§ **TASK OBJECTIVE**
Select and copy each line of the records below that contains the string "bride". Case counts.

§ **DATA TO PROCESS**
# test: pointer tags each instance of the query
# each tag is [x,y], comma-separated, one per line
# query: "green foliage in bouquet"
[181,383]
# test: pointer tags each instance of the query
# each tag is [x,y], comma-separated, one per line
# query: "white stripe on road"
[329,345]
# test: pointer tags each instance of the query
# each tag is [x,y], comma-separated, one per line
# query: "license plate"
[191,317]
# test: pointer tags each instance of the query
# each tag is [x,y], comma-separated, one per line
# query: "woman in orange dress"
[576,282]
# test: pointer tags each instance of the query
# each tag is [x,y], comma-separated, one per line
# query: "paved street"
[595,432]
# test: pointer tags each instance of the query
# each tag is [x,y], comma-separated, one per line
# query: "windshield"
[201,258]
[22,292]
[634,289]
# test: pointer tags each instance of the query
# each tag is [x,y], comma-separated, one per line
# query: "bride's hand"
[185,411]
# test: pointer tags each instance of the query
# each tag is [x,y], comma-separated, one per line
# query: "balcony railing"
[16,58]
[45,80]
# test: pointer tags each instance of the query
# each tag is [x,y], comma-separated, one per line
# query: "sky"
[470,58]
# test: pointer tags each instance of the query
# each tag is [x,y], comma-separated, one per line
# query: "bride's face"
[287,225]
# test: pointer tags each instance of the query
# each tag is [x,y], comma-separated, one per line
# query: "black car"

§ **THE ANSWER**
# query: "bride's hand"
# query: "bride's face"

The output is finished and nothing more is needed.